- [AIM]
Count the lines in the records below that contain the string "vanity", treating uppercase and lowercase as different. How many are there? Reply with the number alone.

- [MATERIAL PROVIDED]
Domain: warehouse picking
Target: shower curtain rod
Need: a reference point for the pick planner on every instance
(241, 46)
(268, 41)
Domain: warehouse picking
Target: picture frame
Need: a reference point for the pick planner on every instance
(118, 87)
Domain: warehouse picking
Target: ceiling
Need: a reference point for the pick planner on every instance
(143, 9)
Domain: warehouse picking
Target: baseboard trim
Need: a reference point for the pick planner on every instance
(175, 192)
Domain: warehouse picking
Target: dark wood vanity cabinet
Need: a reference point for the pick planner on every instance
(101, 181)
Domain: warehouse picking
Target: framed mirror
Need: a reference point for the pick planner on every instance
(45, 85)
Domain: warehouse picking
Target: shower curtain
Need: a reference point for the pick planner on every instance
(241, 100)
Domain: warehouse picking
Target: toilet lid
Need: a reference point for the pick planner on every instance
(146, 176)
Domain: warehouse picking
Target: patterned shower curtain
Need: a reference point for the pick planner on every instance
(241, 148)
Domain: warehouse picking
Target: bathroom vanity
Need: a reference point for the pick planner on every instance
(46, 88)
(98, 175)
---
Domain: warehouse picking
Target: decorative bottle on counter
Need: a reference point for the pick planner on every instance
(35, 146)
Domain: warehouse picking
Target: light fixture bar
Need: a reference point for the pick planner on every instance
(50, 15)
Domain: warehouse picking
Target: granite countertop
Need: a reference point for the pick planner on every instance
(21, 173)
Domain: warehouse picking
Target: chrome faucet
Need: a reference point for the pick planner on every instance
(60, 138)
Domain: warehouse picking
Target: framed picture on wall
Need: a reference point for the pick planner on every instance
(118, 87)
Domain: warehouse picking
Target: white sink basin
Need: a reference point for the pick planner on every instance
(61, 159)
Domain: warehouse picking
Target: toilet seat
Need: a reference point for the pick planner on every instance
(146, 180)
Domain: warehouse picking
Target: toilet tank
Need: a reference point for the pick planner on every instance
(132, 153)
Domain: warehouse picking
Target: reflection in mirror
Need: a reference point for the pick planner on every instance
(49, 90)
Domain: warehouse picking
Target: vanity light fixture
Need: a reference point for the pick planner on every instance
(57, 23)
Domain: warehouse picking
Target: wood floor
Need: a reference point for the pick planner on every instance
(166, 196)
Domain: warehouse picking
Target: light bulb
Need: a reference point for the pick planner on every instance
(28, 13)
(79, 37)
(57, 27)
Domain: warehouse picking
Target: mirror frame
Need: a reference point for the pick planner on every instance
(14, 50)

- [TASK RESPONSE]
3